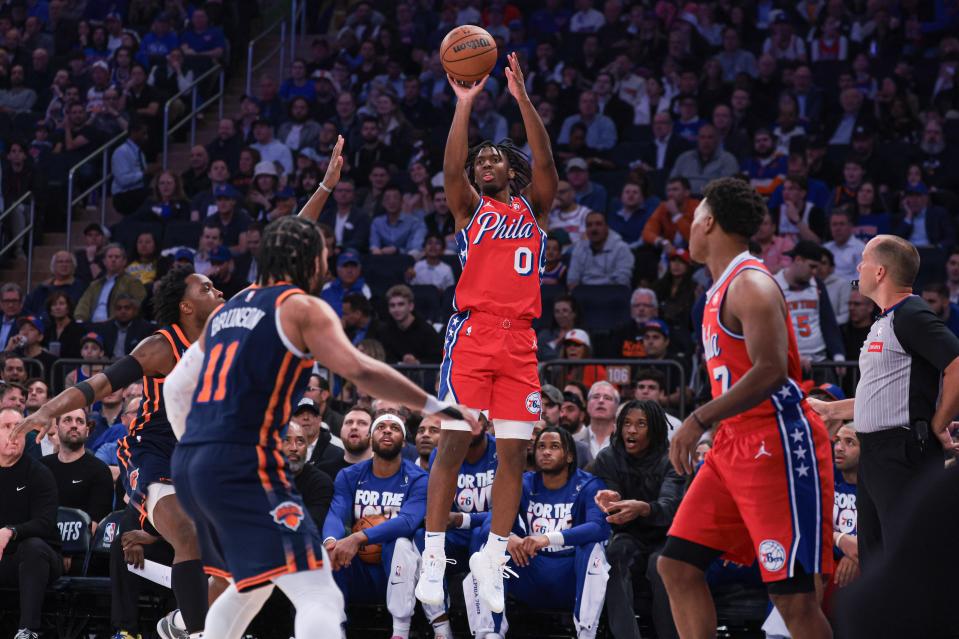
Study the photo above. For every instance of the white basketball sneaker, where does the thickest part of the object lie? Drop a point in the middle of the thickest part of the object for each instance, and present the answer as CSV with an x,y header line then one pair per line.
x,y
429,587
489,573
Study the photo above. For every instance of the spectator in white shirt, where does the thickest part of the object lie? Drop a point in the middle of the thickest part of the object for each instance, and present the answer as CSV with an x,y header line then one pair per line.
x,y
845,247
270,149
431,270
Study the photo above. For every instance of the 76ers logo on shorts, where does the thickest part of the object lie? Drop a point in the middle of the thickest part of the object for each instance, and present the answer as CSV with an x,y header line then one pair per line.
x,y
289,513
772,555
533,404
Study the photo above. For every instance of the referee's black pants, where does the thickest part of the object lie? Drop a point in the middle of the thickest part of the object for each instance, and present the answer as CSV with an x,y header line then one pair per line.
x,y
890,461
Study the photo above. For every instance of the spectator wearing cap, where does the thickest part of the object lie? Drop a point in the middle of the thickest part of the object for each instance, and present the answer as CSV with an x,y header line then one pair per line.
x,y
28,342
211,238
845,247
97,300
130,170
656,341
600,130
299,131
201,41
578,345
125,328
29,542
600,258
270,149
351,227
589,194
407,338
349,279
393,231
223,273
232,221
705,163
814,323
923,225
194,178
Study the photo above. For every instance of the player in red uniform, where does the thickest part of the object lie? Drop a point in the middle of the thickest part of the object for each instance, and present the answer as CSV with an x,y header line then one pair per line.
x,y
489,359
766,488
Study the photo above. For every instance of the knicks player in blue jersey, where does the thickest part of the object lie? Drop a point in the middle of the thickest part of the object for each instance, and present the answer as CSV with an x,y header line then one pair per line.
x,y
557,542
395,488
255,354
183,302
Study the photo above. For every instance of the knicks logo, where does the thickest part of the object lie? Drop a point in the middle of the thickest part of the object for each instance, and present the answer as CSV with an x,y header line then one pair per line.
x,y
533,403
289,514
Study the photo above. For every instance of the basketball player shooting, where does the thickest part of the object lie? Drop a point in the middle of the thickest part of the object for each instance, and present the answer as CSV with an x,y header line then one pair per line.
x,y
766,488
500,205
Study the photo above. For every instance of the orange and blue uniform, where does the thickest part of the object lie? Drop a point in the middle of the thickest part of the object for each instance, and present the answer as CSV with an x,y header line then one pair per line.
x,y
489,357
229,469
145,452
766,488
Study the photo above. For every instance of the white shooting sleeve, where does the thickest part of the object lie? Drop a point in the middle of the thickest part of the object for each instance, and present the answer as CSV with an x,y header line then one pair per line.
x,y
178,388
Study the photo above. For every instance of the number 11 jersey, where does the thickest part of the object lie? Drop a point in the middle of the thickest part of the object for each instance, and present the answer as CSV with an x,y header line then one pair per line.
x,y
502,252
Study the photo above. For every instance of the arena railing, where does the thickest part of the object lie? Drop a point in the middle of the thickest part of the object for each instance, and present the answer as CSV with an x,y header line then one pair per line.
x,y
266,56
619,372
26,200
60,368
195,108
106,174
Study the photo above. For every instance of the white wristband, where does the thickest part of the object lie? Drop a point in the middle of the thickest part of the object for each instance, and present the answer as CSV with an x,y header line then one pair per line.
x,y
555,538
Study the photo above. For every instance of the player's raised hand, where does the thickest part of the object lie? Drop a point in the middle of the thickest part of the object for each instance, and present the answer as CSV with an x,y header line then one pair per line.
x,y
466,93
38,421
336,164
514,78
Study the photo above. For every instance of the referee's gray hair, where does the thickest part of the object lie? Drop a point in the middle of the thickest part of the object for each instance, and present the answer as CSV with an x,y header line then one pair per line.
x,y
645,291
899,257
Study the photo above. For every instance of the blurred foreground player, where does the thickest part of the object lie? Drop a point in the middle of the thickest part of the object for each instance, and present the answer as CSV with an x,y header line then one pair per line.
x,y
255,354
766,488
183,302
489,359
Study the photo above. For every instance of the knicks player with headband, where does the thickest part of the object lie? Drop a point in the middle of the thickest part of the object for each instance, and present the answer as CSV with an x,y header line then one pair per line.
x,y
489,363
766,489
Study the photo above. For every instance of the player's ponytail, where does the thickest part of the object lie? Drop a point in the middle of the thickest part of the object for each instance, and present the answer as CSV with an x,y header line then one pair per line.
x,y
288,251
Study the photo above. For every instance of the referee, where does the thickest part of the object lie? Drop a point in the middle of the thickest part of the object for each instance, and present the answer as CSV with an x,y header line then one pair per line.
x,y
901,430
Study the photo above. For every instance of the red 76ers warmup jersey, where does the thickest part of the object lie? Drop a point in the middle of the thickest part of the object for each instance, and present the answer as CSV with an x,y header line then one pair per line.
x,y
503,253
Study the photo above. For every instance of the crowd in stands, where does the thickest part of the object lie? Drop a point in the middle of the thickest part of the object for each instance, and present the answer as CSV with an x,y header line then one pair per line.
x,y
843,115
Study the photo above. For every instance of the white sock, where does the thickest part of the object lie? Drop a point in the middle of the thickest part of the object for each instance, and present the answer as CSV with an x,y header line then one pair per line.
x,y
495,545
401,628
435,542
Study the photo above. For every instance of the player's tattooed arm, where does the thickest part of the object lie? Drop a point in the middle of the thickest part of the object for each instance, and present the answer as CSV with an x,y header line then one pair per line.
x,y
314,206
153,356
460,194
542,188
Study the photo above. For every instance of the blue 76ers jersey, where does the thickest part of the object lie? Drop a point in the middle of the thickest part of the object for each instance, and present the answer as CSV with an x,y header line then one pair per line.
x,y
250,373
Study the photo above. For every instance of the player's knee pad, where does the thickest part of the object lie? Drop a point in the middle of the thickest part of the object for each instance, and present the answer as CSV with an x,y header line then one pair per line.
x,y
512,429
401,581
233,611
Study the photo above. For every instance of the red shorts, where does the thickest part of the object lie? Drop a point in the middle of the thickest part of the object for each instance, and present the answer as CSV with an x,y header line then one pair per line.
x,y
765,491
489,363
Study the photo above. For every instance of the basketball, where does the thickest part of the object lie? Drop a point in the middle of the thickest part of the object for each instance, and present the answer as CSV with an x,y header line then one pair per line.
x,y
468,53
370,553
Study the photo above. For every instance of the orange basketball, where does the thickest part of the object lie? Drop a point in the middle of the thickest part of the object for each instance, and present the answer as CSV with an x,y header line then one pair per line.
x,y
468,53
370,553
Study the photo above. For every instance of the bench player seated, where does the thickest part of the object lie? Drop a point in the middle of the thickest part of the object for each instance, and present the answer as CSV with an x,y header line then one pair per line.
x,y
386,488
557,545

SHORT EXERCISE: Copy every one of the records above word for word, leaving out the pictures.

TASK OUTPUT:
Study the photo above. For every instance of the white basketball sneaker, where does the thickest part of the object lie? Drop a point in the middle of the thickest part of the object for each instance, and present the answer as CSV with an x,y header line then one pair per line.
x,y
429,587
489,573
Study the photo above. For every instance of the spectator in white shirt, where does the thickest part of the object lie? Drop a point in the middle of the thickest part of the object for each instance, and present the answer as CSV with an x,y header line then one pair per line.
x,y
845,247
270,149
431,270
Study the photo above. For every instance of the 76ers logo on shorts, where does the thickest part of the object lie? Drop a point in the middle of the thickest part of the object for each instance, and present the answer as CSV with an x,y header line then one pair per line.
x,y
289,513
772,555
533,404
Study the photo above. For every instance of the referee's black pants, where does the thickest part of the object lie? Drop a point in the middle of the thickest part of the object for each instance, and present the answer as CSV with an x,y header line then one pair per line.
x,y
890,461
Study the photo above. For every instance of the spectator wearing cap, where does the thickest part of the object lie? Drop a point in the middle of the thickest part of the object for each instance, and present the answer as CSV with an x,y header line then one pair per line.
x,y
28,342
211,238
845,247
97,300
130,170
656,341
600,130
299,131
201,41
578,345
125,328
29,542
600,258
270,149
351,227
589,194
407,338
349,279
393,231
223,273
232,221
705,163
814,323
923,225
194,178
Study the photo above. For every instance of the player in red uniform, where does the thickest part of the object lie? Drop a point in the middle of the thickest part of the object for each instance, and present the answer as CSV with an x,y header line then one pair per line.
x,y
489,359
766,488
Study the photo above. For every instance of the knicks player in blue jersey, where does the thickest part of the object lie? Drop a point in the middle of the thickest part of the object for each instance, and present the answer as CSV with an x,y header line then one pair per line.
x,y
557,542
395,488
255,354
183,302
Study the photo above. For every instance of the knicks logo, where does the thickest part of the object lie? Drop a point in the middle of the thickest part of the object for each instance, and present the answer as CSV with an x,y header line then one pair per line.
x,y
533,403
289,514
Study the photo above. For every instance of the basketball player shooting, where does the thickest part of the object lie? Drop a point in the middle of the thickest part of the object for each instance, and present the answer as CSV with an x,y header line then one pair per line.
x,y
766,488
500,205
Study the photo above. For every instance of the orange and blue uniform, where does the thickest part of the object lie? Drop a point in the middle of the thickest part of the object for each instance, and present the answer as CSV with an x,y header line then one pair per line.
x,y
489,357
229,469
145,452
766,488
Study the photo above. For every instance of the white shooting sleeve, where does the thickest part of the object lie? Drop a point in the middle of the thickest part of the object for each instance, and present the answer as CSV with an x,y header line then one pair per line.
x,y
178,388
Study the photo above. For every instance of the number 11 jersey, where does the thickest part of the object lie? Drop a point in the middle of the thickest part of the object for each instance, and present the answer as CSV with an x,y header line then one pair per line.
x,y
502,252
Study the photo above. For every instance of the arena railing, where does the thickest part of the object lie? Drop a point in the middle of the thickest part of the object for each instance, and present the answer as CSV with an x,y header line then one pair per line.
x,y
266,56
619,372
26,200
60,368
195,108
106,174
Study the photo above. For every instance of the white wristband, where does the thickest part of the object lie? Drop a point in the middle of the thickest part of the object for each instance, and present the answer as CSV with an x,y header line then one pair per line.
x,y
555,538
Study the photo above. For every instance of the player's raised hand, where does the thickest part of the object lie? Drop a point in the middle of the thickest part of the object for each instance, and present the answer as CSV with an x,y header line then one pair per line.
x,y
466,93
38,421
336,164
514,78
Study the photo above. For every instance of the referee's gray hair, where does the thickest part of the object lie? Drop a point in the middle of the thickest part of the object for each instance, and present the answer as CSV with an x,y header line then one pair per line.
x,y
645,291
899,257
Study the photo above. For every instance of the blurred foreground player, where does the thickest part of the object lie? Drop a point in the middle of the thickest part of the object for each instance, and present the answer as CSV with an x,y header line then one pair per line.
x,y
255,354
766,488
183,302
489,359
Study the photo above. For every instance of the knicks player with headband, where does the thickest part of the object lie? Drop a point in the middle of the thickest part of the object for each instance, and present the answer as CSV with an x,y header line then one pair per line.
x,y
489,363
766,489
Study the photo above. For every instance of the player's ponytail, where does the thickest part of the object lie? Drop a point in the middle of the thickest part of the object for each instance, and present the answer as CSV with an x,y header line then one pair per line.
x,y
288,251
Study the photo above. For every instance of the referee, where does the thickest part of the object lie? Drop a point in the middle of the thickest part of the object for each instance, and present the answer as CSV with an x,y header line then one pair per line.
x,y
901,430
Study the photo above. For every instance of the red 76ers warmup jersey, where does the thickest part of the object lie? Drop a point in the middle of the thickest part of the object for each instance, and present the answer as CSV with an x,y header line then one pair per line.
x,y
503,253
Study the photo above. For every instance of the crowd in stands, where does the thickest part of the object lie? Drop a point in the middle of the thickest part of the object for each instance, and present the answer as CSV with an x,y header line then one pair per line.
x,y
843,115
Study the photo above. For every instance of the white sock, where does the thickest part of the object lie? Drop a point in the middle of the thickest part of the object for each instance, and present the answer as CSV with an x,y header line then one pair per line.
x,y
495,545
401,628
435,542
Study the photo above. For every instance of the player's tattooed arm, where does the thickest part of the object lie? Drop a point in the middle of the thickest part of the object for each instance, and present the answer as CSV with an x,y header line then one pair per line.
x,y
314,206
153,356
460,194
542,188
Study the photo above. For every instance of the blue 76ers jersey, where does the thickest part of the object lie? Drop a point in the middle of the thickest part of the object for each instance, and present the answer as CSV with an x,y header line then one pair per line.
x,y
250,373
Study the photo above. For every instance of the player's knee pad, where does the thickest part of the object lie? Drop a point in the middle of the thickest part of the object for each instance, and present the answer as CSV with an x,y header line then one pair per line.
x,y
512,429
401,581
233,611
Study the photo above. For every instance of the red shorts, where does the thickest part of the object lie? Drop a point in the middle of the thickest part of the object for each instance, and present the answer as CSV with an x,y header line then one pair per line.
x,y
765,491
489,363
Study the photo above. For every instance of the basketball, where does the thickest part of the object lie? Drop a point in the middle of the thickest part of the object for each instance, and present the answer as CSV with an x,y header line then one pair per line.
x,y
468,53
370,553
Study the photo above. For every instance of the orange basketball, where does the thickest part of the object lie? Drop a point in the middle of the thickest part of the object for each instance, and present the answer as CSV with an x,y header line then one pair per line.
x,y
468,53
370,553
Study the photo above. For every instance of the bench player seated, where does the thickest part of the object lie? Drop a point in the middle of the thickest part of the object for each instance, and present the answer as CSV with an x,y header line then one pair per line.
x,y
386,488
557,545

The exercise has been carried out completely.